#### Task directions
Go through the entries and write each one out again unchanged.

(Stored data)
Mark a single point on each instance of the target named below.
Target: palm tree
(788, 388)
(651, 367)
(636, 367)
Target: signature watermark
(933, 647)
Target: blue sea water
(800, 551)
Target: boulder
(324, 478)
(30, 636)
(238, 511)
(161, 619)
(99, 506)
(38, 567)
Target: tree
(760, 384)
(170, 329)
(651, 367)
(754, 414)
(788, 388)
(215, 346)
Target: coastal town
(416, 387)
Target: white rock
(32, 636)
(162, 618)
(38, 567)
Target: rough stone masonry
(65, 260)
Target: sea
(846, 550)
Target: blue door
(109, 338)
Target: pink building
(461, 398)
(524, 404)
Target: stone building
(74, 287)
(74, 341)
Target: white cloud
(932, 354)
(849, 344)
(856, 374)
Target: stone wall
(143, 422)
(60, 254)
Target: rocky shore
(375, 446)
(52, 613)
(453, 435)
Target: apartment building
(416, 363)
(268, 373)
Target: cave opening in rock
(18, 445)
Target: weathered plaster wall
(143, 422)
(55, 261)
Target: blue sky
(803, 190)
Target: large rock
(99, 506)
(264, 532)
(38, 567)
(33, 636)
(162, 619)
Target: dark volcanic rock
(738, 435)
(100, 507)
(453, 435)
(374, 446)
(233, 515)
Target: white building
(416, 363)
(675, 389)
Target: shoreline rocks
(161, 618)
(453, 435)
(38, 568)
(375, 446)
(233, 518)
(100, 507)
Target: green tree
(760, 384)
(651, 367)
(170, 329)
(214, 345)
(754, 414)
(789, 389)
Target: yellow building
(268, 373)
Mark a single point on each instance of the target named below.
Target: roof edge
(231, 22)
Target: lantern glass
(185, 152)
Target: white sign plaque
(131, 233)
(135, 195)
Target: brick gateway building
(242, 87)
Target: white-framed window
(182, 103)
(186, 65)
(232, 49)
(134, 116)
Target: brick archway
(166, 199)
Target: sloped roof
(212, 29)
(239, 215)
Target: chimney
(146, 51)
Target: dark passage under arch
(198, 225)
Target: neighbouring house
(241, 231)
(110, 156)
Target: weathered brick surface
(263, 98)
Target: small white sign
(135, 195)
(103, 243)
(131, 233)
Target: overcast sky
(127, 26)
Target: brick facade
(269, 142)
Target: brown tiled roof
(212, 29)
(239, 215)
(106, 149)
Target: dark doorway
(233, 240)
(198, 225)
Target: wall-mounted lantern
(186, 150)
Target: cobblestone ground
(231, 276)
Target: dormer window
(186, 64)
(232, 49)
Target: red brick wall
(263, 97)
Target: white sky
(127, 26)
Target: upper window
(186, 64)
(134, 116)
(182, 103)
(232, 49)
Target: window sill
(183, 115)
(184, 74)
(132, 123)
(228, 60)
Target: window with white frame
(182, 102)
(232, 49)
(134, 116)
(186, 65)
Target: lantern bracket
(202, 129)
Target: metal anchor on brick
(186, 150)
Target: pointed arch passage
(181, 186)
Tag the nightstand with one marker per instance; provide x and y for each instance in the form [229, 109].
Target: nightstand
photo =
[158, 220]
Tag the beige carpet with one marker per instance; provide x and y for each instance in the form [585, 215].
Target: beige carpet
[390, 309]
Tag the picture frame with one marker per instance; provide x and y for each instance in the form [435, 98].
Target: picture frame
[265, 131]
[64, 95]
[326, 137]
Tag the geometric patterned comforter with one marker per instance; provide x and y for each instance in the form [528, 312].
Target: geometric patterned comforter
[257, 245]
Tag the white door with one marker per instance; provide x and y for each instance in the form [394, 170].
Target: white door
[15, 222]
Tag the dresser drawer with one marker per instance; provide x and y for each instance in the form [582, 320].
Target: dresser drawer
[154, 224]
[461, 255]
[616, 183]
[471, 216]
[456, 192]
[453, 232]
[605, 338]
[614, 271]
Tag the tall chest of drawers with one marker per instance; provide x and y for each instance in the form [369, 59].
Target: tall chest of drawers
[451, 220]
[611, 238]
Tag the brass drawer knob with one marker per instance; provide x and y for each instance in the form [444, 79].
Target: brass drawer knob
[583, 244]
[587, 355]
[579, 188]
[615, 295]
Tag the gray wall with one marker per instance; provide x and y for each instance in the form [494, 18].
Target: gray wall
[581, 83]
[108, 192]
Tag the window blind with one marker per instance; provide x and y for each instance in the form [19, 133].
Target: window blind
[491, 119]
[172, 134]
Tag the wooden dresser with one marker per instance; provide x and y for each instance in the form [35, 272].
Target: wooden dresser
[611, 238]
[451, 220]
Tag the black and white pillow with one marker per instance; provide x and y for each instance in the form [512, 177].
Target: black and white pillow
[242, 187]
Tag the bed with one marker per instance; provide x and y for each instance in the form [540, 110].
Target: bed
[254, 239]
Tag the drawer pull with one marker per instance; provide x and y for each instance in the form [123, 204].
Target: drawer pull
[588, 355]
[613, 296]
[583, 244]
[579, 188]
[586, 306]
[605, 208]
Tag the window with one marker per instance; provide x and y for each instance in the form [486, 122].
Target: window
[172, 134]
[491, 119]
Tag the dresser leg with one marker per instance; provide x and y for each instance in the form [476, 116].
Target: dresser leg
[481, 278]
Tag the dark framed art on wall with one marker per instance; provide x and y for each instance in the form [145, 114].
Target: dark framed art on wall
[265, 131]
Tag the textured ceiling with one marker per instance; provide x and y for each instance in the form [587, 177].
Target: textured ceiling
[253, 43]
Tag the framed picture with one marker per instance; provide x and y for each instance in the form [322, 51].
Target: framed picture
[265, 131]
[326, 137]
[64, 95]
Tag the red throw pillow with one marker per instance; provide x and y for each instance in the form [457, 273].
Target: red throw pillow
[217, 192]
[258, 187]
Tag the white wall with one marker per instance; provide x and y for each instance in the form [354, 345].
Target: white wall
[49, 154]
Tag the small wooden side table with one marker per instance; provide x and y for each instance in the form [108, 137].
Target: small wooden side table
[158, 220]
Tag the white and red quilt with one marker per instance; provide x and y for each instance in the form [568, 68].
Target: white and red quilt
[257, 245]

#### Response to this task
Mark a single point on each instance of the target named below.
Target: palm tree
(788, 388)
(651, 367)
(636, 367)
Target: signature watermark
(933, 647)
Target: blue sea water
(800, 551)
Target: boulder
(324, 478)
(30, 636)
(238, 511)
(161, 619)
(99, 506)
(38, 567)
Target: tree
(760, 384)
(170, 329)
(651, 367)
(754, 414)
(788, 388)
(215, 346)
Target: coastal town
(416, 387)
Target: white rock
(32, 636)
(162, 618)
(38, 567)
Target: rough stone masonry
(65, 260)
Target: sea
(846, 550)
Target: blue door
(109, 338)
Target: pink building
(461, 398)
(524, 404)
Target: stone building
(74, 287)
(74, 341)
Target: white cloud
(932, 354)
(849, 344)
(856, 374)
Target: stone wall
(143, 422)
(60, 254)
Target: rocky shore
(375, 446)
(52, 613)
(453, 435)
Target: apartment building
(416, 363)
(268, 373)
Target: cave opening in rock
(18, 445)
Target: weathered plaster wall
(143, 422)
(55, 261)
Target: blue sky
(803, 190)
Target: large rock
(99, 506)
(264, 532)
(38, 567)
(33, 636)
(162, 619)
Target: dark volcanic rock
(738, 435)
(100, 507)
(453, 435)
(374, 446)
(233, 515)
Target: white building
(416, 363)
(675, 389)
Target: shoreline rocks
(161, 618)
(453, 435)
(38, 568)
(375, 446)
(233, 518)
(100, 507)
Target: green tree
(760, 384)
(651, 367)
(170, 329)
(214, 345)
(754, 414)
(789, 389)
Target: yellow building
(268, 373)
Mark a single point on each instance of the target named below.
Target: roof edge
(231, 22)
Target: lantern glass
(185, 152)
Target: white sign plaque
(131, 233)
(135, 195)
Target: brick gateway building
(242, 87)
Target: white-framed window
(182, 103)
(186, 65)
(232, 49)
(134, 116)
Target: brick archway
(166, 199)
Target: sloped roof
(212, 29)
(239, 215)
Target: chimney
(146, 51)
Target: dark passage under arch
(198, 225)
Target: neighbouring house
(241, 231)
(110, 156)
Target: weathered brick surface
(263, 98)
Target: small white sign
(135, 195)
(103, 243)
(131, 233)
Target: overcast sky
(127, 26)
Target: brick facade
(269, 142)
Target: brown tiled roof
(212, 29)
(239, 215)
(106, 149)
Target: dark doorway
(233, 240)
(198, 225)
Target: wall-mounted lantern
(186, 150)
Target: cobblestone ground
(231, 276)
Target: dormer window
(186, 64)
(232, 49)
Target: red brick wall
(263, 97)
Target: white sky
(127, 26)
Target: upper window
(186, 64)
(134, 116)
(182, 103)
(232, 49)
Target: window sill
(183, 115)
(184, 74)
(132, 123)
(228, 60)
Target: window with white frame
(182, 102)
(232, 49)
(134, 116)
(186, 65)
Target: lantern bracket
(202, 129)
Target: metal anchor on brick
(186, 150)
Target: pointed arch passage
(181, 186)
Tag the nightstand with one marker per instance; provide x and y for each instance in the form [229, 109].
Target: nightstand
photo =
[158, 220]
Tag the beige carpet with one marker per instance; provide x and y for each instance in the form [585, 215].
Target: beige carpet
[390, 309]
Tag the picture frame with one marker per instance; provide x and y for each instance in the form [435, 98].
Target: picture frame
[265, 131]
[64, 95]
[326, 137]
Tag the geometric patterned comforter with one marker per instance; provide x and y for each instance in the form [528, 312].
Target: geometric patterned comforter
[257, 245]
Tag the white door with one marker per instance; provide x and y for each instance in the form [394, 170].
Target: white door
[15, 222]
Tag the dresser drawer with one marker per instance; provide x and y for each instance in the form [582, 320].
Target: dresser drawer
[154, 224]
[461, 255]
[616, 183]
[471, 216]
[456, 192]
[453, 232]
[605, 338]
[614, 271]
Tag the tall chest of drawers with one marker per instance; provide x and y for each instance in the form [369, 59].
Target: tall chest of drawers
[451, 220]
[611, 238]
Tag the brass drawer knob with one marker per instance; provide x and y for each instance in the form [444, 79].
Target: brass drawer knob
[583, 244]
[587, 355]
[579, 188]
[615, 295]
Tag the gray wall with one marker per instance; provide x and y for each instance in the form [494, 18].
Target: gray wall
[581, 83]
[108, 192]
Tag the window blind with one marker per instance; provide x and y for each instance in the form [19, 133].
Target: window blind
[491, 119]
[172, 134]
Tag the wooden dresser with one marker per instance; provide x and y for each instance in the form [35, 272].
Target: wooden dresser
[611, 238]
[451, 220]
Tag the black and white pillow with one marker per instance; provide x and y for each instance in the form [512, 177].
Target: black and white pillow
[242, 187]
Tag the bed with one marker per instance; provide x and y for each instance in the form [540, 110].
Target: bed
[254, 239]
Tag the drawer pull with one marker per instance; provide x and y for each instance in the form [123, 204].
Target: drawer pull
[588, 355]
[613, 296]
[583, 244]
[579, 188]
[586, 306]
[605, 208]
Tag the window with one marker per instance; provide x and y for each instance in the form [486, 122].
Target: window
[172, 134]
[491, 119]
Tag the dresser leg with one marker per instance; provide x and y for each instance in the form [476, 116].
Target: dresser leg
[481, 278]
Tag the dark framed art on wall with one marker per instance; provide x and y for each instance in the form [145, 114].
Target: dark framed art on wall
[265, 131]
Tag the textured ceiling with one marker per instance; provide x and y for each instance in the form [587, 177].
Target: textured ceiling
[253, 43]
Tag the framed picture with one marker per instance; provide x and y for each instance in the form [322, 51].
Target: framed picture
[265, 131]
[326, 137]
[64, 95]
Tag the red throw pillow with one marker per instance; provide x and y for each instance in the form [457, 273].
Target: red throw pillow
[217, 192]
[258, 187]
Tag the white wall with one marker per instance; provide x and y for each instance in the form [354, 345].
Target: white wall
[49, 154]
Tag the small wooden side table with one marker per instance; provide x and y for each instance in the form [108, 137].
Target: small wooden side table
[158, 220]
Tag the white and red quilt with one marker per instance; provide x and y for each instance in the form [568, 68].
Target: white and red quilt
[257, 245]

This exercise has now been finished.